(練習題目):
請把下面談外來詞翻譯的文章中從「外來詞被引入一個文化體系,有一個過程。有些詞能慢慢的形成共識,比如 Disco 一詞現今普遍譯為「的士高」或「的士夠格」;又如」到「cetera 或其更常用的簡寫 etc 存在。」的文字一字不改地抄錄出來。

報載考評局出版的首屆中學文憑試考試報告,在中文科評語中批抨考生在中文科口試經常中英夾雜,包括 iPhone 、iPad 和 facebook 。有教師質疑,這些名詞尚未有官方中文譯名,坊間也未有約定俗成的通用中文翻譯,考生如何可以不中英夾雜?

考評局接受查詢時,指 iPhone 可以譯作「蘋果智能手機 5」云云。這個「標準答案」是硬生生的翻譯,而且尚未在坊間成為共識。各位能接受這個翻譯嗎?

還是,考生們要用坊間開玩笑式的翻譯?iPhone 譯為「唉!瘋」、iPad 稱為「我劈」、而把 facebook 譯作「非死不可」?!開玩笑也許可以,在認真的口語討論中,這些譯名又可以接受嗎?

其實,語文的最終目的是溝通思想、傳情達意。說話的人,如果在發出聲音後,對方不知其所云,再標凖的語法也是徒然。我想請那位提供標準答案的官員,不妨在其生活圈子,試一試其所建議的標準答案「蘋果智能手機 5」來指稱 iPhone 5,看一看它「傳情達意」的效果如何?!

況且,新鮮的外來詞每日都在增加中,即使以上三個詞語能有普遍接受的中文譯名,但 Twitter 呢? YouTube 呢?甚至,香港政府入境處的德政、甚受市民大眾歡迎的 「e-道」服務呢?如果保安局局長去考中文口語科,以「e-道」而不是生硬的自創翻譯「電道」來描述有關的服務會否落得個「肥佬」 (fail / 不及格) 的下場?

外來詞被引入一個文化體系,有一個過程。有些詞能慢慢的形成共識,比如 Disco 一詞現今普遍譯為「的士高」或「的士夠格」;又如 Internet 一詞在初期有約十個不同的譯名,但後來慢慢以「互聯網」為通用翻譯(按一);有些外來詞在反覆論證討論後仍然共識難求,如 Alzheimer's Disease 以前譯為「老人痴呆症」,後來有團體認為該詞不妥,在公開徵求譯名後得出「腦退化症」的建議,但又有醫生指這個譯名有欠準確,建議要再從長計議(按二);有些詞永遠以外來語形式存在,如在英語中「政變」一詞一直沿用其法語原文 coup d'état ,「等等」一詞一直以其拉丁文 et cetera 或其更常用的簡寫 etc 存在。

有時,一個外來詞,即使有常用譯名,但視乎情況,一個著重表達效果的講者,也可能會捨棄譯名,而直接用外來語。如果要表達「我很快便會把文件傳真過來」的意思,在粵語口語中相信大部人都會說「我好快就會 fax 份文件過嚟」,而不會生硬的把 fax 轉成「傳真」。

甚至,即使不是外來語,在文字的使用中,也不一定是要以標準為唯一考慮。美國大文豪馬克。吐溫(Mark Twain)在他的文學巨著《頑童流浪記》(Adventure of Huckleberry Finn)中寫下這些不朽的文字:
"Please take it," says I, "and don't ask me nothing – then I won't have to tell no lies."

(資料摘錄):
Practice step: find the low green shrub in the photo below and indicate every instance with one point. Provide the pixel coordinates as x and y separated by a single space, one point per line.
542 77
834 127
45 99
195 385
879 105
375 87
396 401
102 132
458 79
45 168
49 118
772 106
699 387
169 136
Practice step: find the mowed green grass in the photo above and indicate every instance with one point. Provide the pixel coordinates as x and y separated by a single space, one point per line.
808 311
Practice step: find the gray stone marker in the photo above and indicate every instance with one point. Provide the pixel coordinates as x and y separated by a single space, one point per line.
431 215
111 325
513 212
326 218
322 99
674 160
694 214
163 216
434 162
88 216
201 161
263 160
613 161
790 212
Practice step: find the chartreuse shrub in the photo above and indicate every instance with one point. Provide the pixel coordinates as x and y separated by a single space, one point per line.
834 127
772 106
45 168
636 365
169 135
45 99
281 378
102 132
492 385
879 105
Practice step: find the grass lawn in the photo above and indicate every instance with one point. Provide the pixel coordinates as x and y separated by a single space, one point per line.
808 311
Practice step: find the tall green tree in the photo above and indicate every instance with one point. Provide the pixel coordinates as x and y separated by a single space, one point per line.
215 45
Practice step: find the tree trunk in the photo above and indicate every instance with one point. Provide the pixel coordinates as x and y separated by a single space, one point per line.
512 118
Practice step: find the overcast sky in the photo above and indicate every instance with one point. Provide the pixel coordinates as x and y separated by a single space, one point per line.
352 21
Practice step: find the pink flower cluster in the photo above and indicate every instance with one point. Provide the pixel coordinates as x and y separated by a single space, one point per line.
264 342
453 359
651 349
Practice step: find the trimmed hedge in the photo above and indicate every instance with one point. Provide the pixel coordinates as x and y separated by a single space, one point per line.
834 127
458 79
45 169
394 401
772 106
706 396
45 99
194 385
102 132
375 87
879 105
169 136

(練習作答):
外來詞被引入一個文化體系,有一個過程。有些詞能慢慢的形成共識,比如 Disco 一詞現今普遍譯為「的士高」或「的士夠格」;又如 Internet 一詞在初期有約十個不同的譯名,但後來慢慢以「互聯網」為通用翻譯(按一);有些外來詞在反覆論證討論後仍然共識難求,如 Alzheimer's Disease 以前譯為「老人痴呆症」,後來有團體認為該詞不妥,在公開徵求譯名後得出「腦退化症」的建議,但又有醫生指這個譯名有欠準確,建議要再從長計議(按二);有些詞永遠以外來語形式存在,如在英語中「政變」一詞一直沿用其法語原文 coup d'état ,「等等」一詞一直以其拉丁文 et cetera 或其更常用的簡寫 etc 存在。